Your objective — Reproduce the records verbatim, starting at their first line and ending at the line that contains "466 492 508 617", both included, and omit the pictures.

[START Material for the task]

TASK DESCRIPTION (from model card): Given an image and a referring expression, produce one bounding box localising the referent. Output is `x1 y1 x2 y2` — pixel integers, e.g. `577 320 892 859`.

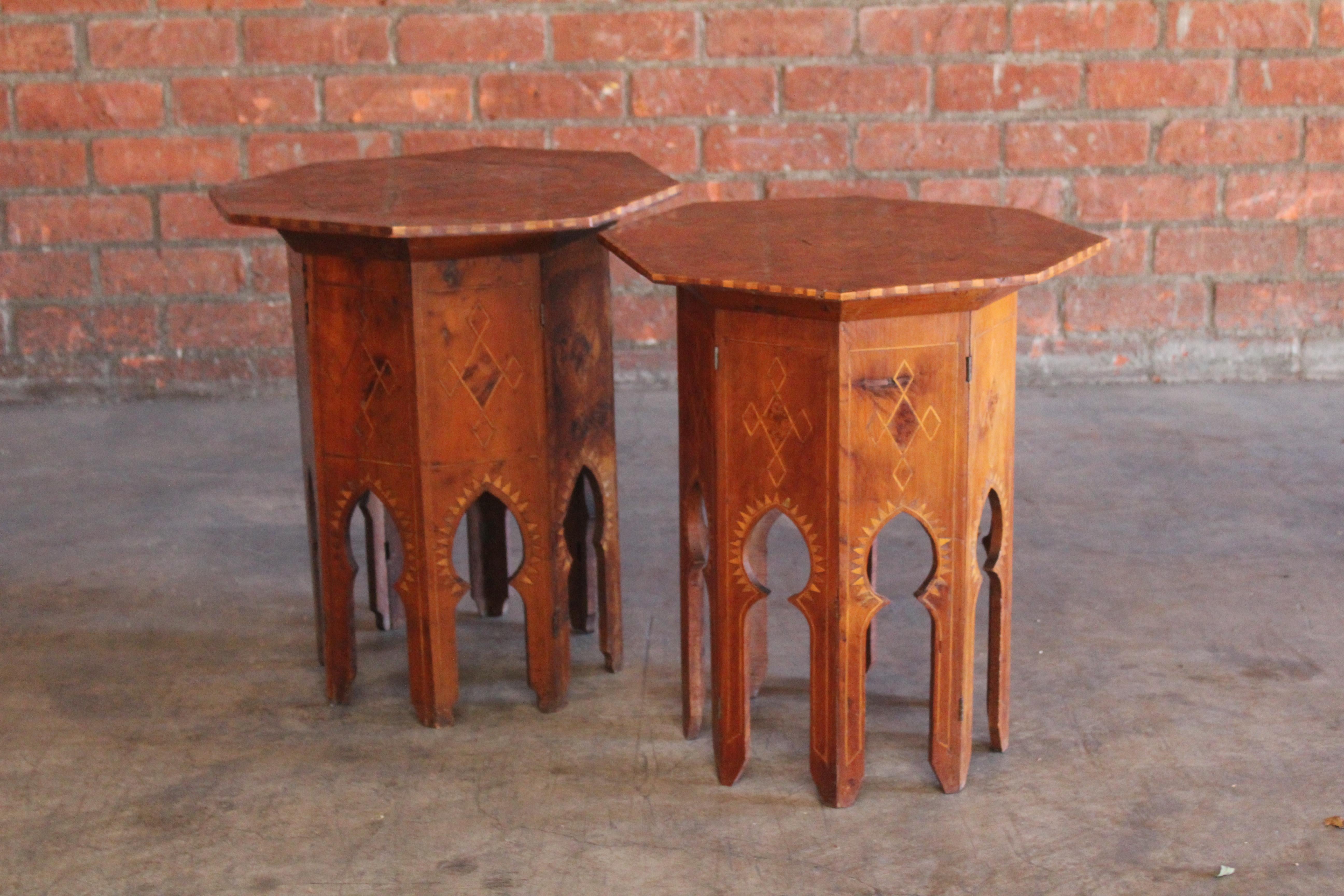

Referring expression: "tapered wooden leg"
589 470 625 672
317 474 358 704
710 596 764 785
863 544 878 672
361 494 395 631
564 474 601 633
984 492 1012 751
681 484 710 740
742 510 780 697
921 539 980 794
466 492 508 617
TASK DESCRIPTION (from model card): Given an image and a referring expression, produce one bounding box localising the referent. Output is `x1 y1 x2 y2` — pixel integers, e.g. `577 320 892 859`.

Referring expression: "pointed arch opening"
345 490 406 631
564 466 607 634
740 506 815 774
453 489 527 618
867 510 938 731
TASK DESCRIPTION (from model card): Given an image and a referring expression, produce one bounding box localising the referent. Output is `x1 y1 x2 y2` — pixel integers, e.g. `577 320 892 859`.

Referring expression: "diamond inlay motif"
441 302 523 447
867 361 942 492
742 357 812 488
355 342 396 442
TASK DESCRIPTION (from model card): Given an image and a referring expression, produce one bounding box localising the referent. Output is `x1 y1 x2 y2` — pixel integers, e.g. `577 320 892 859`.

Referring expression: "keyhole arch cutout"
450 488 531 617
344 489 406 631
867 510 940 600
564 466 607 633
742 506 813 599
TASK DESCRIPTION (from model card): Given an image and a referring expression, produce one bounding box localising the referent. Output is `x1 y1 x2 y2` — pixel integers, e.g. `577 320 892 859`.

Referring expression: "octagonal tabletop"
210 146 680 238
601 196 1108 299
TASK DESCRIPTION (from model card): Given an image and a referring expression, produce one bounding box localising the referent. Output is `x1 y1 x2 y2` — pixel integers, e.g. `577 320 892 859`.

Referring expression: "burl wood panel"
604 196 1106 303
222 146 680 238
286 232 621 725
677 288 1016 806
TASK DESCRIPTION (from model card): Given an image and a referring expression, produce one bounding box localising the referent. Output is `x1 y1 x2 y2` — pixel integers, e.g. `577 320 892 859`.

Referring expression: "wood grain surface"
210 146 680 236
602 196 1108 301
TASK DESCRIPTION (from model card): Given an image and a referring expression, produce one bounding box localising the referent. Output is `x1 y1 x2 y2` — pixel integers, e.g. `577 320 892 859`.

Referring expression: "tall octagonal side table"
211 148 677 725
601 198 1106 806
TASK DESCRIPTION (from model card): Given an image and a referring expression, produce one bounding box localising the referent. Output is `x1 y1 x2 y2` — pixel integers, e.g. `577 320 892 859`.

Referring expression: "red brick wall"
0 0 1344 396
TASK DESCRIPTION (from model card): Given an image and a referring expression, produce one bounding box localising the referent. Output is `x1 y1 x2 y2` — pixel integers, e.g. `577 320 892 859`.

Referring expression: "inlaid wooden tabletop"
210 148 680 236
601 196 1108 299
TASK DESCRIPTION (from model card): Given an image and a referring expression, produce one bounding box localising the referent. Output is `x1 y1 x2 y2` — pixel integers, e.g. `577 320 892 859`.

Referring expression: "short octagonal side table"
601 198 1106 806
211 149 677 725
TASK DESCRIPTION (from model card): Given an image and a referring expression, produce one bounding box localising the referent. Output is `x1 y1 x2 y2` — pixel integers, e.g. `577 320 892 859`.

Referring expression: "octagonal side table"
211 148 677 725
601 198 1106 806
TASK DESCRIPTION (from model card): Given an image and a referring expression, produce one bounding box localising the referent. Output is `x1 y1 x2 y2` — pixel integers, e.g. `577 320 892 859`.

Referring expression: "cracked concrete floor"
0 384 1344 896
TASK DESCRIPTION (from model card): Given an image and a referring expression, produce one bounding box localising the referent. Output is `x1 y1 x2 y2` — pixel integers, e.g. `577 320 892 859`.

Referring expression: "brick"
159 193 273 240
396 13 546 63
1167 0 1312 50
0 24 75 71
172 76 317 126
165 302 292 348
13 81 164 130
612 294 676 345
89 19 238 68
704 124 849 171
1226 171 1344 220
1075 227 1148 277
159 0 302 12
253 351 294 380
1065 279 1208 333
1320 0 1344 47
1074 175 1218 222
551 125 696 175
0 140 89 187
251 239 289 296
1214 281 1344 332
247 130 393 177
1157 118 1298 165
934 62 1083 111
1005 121 1148 168
855 122 999 171
766 177 910 199
704 8 853 57
783 66 929 113
1012 0 1157 52
1236 57 1344 106
1087 59 1233 109
1017 285 1059 336
630 68 774 118
859 3 1008 57
15 305 159 355
102 249 243 296
325 75 472 125
1306 118 1344 161
93 137 238 187
402 129 546 156
243 16 393 66
1153 227 1297 274
480 71 624 121
5 195 155 246
551 11 695 62
669 180 761 208
919 177 1068 216
1306 227 1344 271
0 253 93 299
4 0 149 9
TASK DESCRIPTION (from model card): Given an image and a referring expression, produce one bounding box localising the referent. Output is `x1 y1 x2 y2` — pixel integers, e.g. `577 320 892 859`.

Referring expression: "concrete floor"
0 384 1344 896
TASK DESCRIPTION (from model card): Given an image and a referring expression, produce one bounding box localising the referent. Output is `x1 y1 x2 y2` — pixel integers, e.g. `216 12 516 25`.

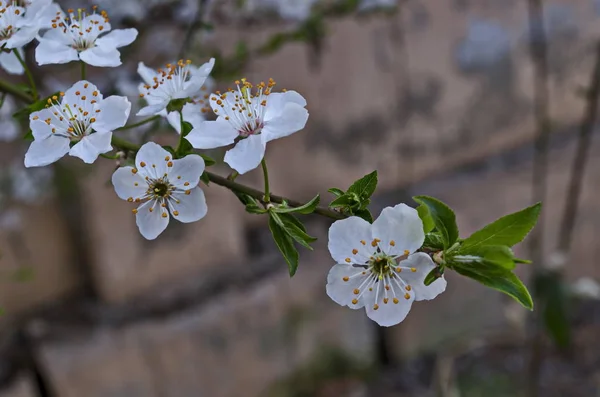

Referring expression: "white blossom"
35 7 138 67
137 58 215 116
186 79 308 174
0 0 57 74
327 204 446 327
112 142 207 240
25 80 131 167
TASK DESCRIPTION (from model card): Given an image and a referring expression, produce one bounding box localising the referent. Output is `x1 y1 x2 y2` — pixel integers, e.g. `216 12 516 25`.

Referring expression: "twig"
527 0 550 397
557 41 600 254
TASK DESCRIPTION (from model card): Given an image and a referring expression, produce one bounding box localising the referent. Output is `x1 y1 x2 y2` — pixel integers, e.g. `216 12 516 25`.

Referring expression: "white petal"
62 80 102 106
138 62 158 84
264 91 306 121
185 118 238 150
167 111 181 134
167 154 204 190
112 167 148 200
69 132 112 164
224 135 266 174
35 39 79 65
25 136 69 167
169 186 208 223
328 216 375 264
262 102 308 142
96 28 138 50
29 120 53 141
399 252 447 301
135 200 169 240
373 204 425 255
0 48 25 74
79 47 121 67
364 281 415 327
135 142 172 178
326 264 368 309
93 95 131 131
136 101 169 116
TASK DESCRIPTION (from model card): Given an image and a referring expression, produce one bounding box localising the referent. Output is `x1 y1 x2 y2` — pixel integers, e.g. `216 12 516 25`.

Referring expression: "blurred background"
0 0 600 397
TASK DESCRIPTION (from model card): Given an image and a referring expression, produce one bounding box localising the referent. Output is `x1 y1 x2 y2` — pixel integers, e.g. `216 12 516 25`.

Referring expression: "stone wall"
0 0 600 397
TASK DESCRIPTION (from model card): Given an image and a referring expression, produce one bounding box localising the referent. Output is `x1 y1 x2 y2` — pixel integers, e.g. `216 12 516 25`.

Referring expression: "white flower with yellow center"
0 0 58 74
186 79 308 174
25 80 131 167
112 142 207 240
327 204 446 327
35 7 138 67
137 58 215 116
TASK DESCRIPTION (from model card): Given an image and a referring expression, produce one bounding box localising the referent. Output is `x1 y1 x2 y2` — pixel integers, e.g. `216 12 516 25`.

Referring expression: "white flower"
112 142 207 240
186 79 308 174
0 0 52 52
25 80 131 167
327 204 446 327
137 58 215 116
35 8 138 67
0 96 21 142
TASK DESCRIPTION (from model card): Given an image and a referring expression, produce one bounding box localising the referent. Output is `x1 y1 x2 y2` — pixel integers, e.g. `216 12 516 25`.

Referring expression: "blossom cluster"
0 0 468 326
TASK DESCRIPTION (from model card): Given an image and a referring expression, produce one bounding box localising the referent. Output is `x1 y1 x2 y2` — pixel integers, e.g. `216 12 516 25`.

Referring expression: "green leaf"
23 129 33 142
274 194 321 215
413 196 458 249
327 187 344 197
329 194 356 208
200 172 210 186
462 203 542 248
269 216 299 277
454 245 515 274
347 171 377 200
423 233 444 251
200 154 217 167
453 266 533 310
417 204 435 234
270 212 317 251
534 272 571 348
354 209 373 223
424 266 444 286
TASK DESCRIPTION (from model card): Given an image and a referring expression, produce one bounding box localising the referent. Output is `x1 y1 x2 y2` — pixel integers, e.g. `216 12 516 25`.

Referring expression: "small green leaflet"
413 196 458 249
273 194 321 215
347 171 377 201
461 203 542 249
453 266 533 310
269 216 299 277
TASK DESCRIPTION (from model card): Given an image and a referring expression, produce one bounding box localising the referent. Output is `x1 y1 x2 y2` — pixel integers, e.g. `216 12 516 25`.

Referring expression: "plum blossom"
137 58 215 116
25 80 131 167
35 7 138 67
0 0 57 74
327 204 446 327
186 79 308 174
112 142 207 240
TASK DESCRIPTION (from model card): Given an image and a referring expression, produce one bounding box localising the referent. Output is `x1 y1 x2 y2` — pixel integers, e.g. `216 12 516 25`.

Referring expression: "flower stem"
260 157 271 204
115 115 160 131
13 48 38 101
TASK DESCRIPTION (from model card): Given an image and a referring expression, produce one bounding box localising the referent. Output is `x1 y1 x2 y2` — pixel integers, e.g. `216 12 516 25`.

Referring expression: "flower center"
148 178 175 199
52 6 110 52
140 59 192 99
211 79 276 138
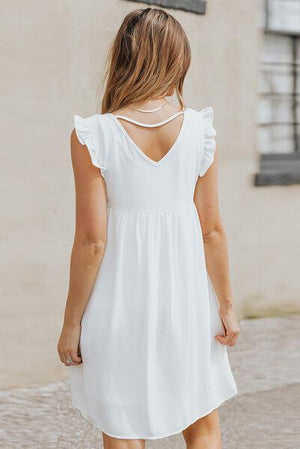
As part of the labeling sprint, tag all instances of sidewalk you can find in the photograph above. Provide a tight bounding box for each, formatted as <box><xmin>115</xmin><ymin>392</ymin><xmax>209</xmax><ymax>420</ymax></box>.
<box><xmin>0</xmin><ymin>316</ymin><xmax>300</xmax><ymax>449</ymax></box>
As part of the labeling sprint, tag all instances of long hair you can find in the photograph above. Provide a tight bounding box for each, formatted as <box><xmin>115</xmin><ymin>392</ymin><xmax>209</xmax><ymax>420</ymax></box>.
<box><xmin>101</xmin><ymin>8</ymin><xmax>191</xmax><ymax>113</ymax></box>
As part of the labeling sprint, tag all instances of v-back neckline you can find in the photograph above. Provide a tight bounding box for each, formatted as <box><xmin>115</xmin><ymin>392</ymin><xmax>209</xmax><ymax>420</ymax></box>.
<box><xmin>107</xmin><ymin>108</ymin><xmax>187</xmax><ymax>166</ymax></box>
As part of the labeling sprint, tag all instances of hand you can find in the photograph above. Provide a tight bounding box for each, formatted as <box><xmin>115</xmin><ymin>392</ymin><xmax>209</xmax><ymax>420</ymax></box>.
<box><xmin>215</xmin><ymin>306</ymin><xmax>240</xmax><ymax>346</ymax></box>
<box><xmin>57</xmin><ymin>324</ymin><xmax>82</xmax><ymax>366</ymax></box>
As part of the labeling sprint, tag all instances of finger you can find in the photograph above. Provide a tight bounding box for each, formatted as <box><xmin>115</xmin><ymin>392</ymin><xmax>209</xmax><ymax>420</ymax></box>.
<box><xmin>226</xmin><ymin>332</ymin><xmax>235</xmax><ymax>346</ymax></box>
<box><xmin>58</xmin><ymin>350</ymin><xmax>65</xmax><ymax>363</ymax></box>
<box><xmin>215</xmin><ymin>335</ymin><xmax>228</xmax><ymax>345</ymax></box>
<box><xmin>70</xmin><ymin>351</ymin><xmax>81</xmax><ymax>365</ymax></box>
<box><xmin>63</xmin><ymin>352</ymin><xmax>73</xmax><ymax>366</ymax></box>
<box><xmin>230</xmin><ymin>334</ymin><xmax>238</xmax><ymax>346</ymax></box>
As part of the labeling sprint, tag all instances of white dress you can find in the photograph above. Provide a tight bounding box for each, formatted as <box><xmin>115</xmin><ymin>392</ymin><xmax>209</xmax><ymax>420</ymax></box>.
<box><xmin>68</xmin><ymin>107</ymin><xmax>237</xmax><ymax>439</ymax></box>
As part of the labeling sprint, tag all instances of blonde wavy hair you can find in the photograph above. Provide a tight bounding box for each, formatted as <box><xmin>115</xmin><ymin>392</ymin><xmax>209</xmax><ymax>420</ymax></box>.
<box><xmin>101</xmin><ymin>8</ymin><xmax>191</xmax><ymax>114</ymax></box>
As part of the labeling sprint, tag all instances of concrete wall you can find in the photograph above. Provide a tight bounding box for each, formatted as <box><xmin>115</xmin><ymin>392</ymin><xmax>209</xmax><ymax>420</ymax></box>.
<box><xmin>0</xmin><ymin>0</ymin><xmax>300</xmax><ymax>387</ymax></box>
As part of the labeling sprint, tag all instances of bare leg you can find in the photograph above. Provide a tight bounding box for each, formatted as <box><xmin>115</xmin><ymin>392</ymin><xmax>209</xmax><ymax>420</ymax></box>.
<box><xmin>102</xmin><ymin>432</ymin><xmax>145</xmax><ymax>449</ymax></box>
<box><xmin>182</xmin><ymin>409</ymin><xmax>222</xmax><ymax>449</ymax></box>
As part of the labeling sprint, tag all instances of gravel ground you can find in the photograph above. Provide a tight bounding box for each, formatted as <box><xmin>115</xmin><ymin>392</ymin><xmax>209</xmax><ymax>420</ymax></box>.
<box><xmin>0</xmin><ymin>316</ymin><xmax>300</xmax><ymax>449</ymax></box>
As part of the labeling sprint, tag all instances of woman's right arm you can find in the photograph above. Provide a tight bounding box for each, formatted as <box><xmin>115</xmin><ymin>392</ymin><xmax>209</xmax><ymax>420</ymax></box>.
<box><xmin>194</xmin><ymin>147</ymin><xmax>240</xmax><ymax>346</ymax></box>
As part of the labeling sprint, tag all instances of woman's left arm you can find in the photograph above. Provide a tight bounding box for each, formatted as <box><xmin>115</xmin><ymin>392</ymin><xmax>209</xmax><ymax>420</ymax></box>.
<box><xmin>57</xmin><ymin>130</ymin><xmax>106</xmax><ymax>366</ymax></box>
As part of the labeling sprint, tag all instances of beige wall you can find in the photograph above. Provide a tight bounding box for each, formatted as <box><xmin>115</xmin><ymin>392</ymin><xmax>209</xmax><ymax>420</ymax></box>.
<box><xmin>0</xmin><ymin>0</ymin><xmax>300</xmax><ymax>387</ymax></box>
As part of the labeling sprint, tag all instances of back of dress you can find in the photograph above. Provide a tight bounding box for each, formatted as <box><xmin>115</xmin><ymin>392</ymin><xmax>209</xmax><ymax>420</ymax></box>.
<box><xmin>69</xmin><ymin>107</ymin><xmax>237</xmax><ymax>439</ymax></box>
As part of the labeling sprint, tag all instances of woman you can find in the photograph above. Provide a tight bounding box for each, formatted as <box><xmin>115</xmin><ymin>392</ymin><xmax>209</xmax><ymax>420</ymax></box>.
<box><xmin>58</xmin><ymin>8</ymin><xmax>239</xmax><ymax>449</ymax></box>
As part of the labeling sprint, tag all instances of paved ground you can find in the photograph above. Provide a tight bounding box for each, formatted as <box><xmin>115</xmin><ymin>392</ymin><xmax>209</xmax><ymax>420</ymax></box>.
<box><xmin>0</xmin><ymin>317</ymin><xmax>300</xmax><ymax>449</ymax></box>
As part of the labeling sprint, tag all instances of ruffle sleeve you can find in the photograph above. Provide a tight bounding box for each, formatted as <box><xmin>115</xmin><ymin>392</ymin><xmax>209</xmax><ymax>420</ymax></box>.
<box><xmin>74</xmin><ymin>114</ymin><xmax>105</xmax><ymax>171</ymax></box>
<box><xmin>199</xmin><ymin>106</ymin><xmax>216</xmax><ymax>176</ymax></box>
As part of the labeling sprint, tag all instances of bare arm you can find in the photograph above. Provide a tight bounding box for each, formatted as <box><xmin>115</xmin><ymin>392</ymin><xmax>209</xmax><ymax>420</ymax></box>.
<box><xmin>57</xmin><ymin>130</ymin><xmax>106</xmax><ymax>366</ymax></box>
<box><xmin>194</xmin><ymin>147</ymin><xmax>239</xmax><ymax>346</ymax></box>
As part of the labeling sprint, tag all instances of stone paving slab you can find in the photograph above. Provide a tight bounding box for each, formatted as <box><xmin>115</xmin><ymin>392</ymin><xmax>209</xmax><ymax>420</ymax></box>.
<box><xmin>0</xmin><ymin>317</ymin><xmax>300</xmax><ymax>449</ymax></box>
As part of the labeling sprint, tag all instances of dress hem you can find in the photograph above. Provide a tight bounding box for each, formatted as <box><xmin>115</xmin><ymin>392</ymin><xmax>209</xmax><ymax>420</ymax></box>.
<box><xmin>72</xmin><ymin>389</ymin><xmax>238</xmax><ymax>440</ymax></box>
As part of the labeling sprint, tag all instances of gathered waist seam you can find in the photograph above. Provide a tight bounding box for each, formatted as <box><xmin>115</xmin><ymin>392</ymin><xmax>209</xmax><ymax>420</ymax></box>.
<box><xmin>106</xmin><ymin>202</ymin><xmax>195</xmax><ymax>214</ymax></box>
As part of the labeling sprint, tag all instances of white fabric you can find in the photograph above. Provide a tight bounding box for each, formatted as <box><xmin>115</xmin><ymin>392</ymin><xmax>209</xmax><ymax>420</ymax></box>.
<box><xmin>68</xmin><ymin>107</ymin><xmax>237</xmax><ymax>439</ymax></box>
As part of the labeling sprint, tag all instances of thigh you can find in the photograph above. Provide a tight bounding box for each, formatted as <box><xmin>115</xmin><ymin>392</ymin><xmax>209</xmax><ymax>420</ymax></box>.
<box><xmin>182</xmin><ymin>409</ymin><xmax>221</xmax><ymax>447</ymax></box>
<box><xmin>102</xmin><ymin>432</ymin><xmax>145</xmax><ymax>449</ymax></box>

[END Material for the task]

In response —
TASK DESCRIPTION (from model card): Given an image and a referring expression, produce one bounding box localising the referent. Output is `x1 y1 x2 y2` — pixel integers, e.g. `577 320 892 859`.


Referring expression: "tapered wooden leg"
589 470 625 672
317 474 358 704
710 596 764 785
863 544 878 672
361 494 395 631
564 474 601 633
984 492 1012 751
681 484 710 740
742 510 780 697
921 539 980 794
466 492 508 617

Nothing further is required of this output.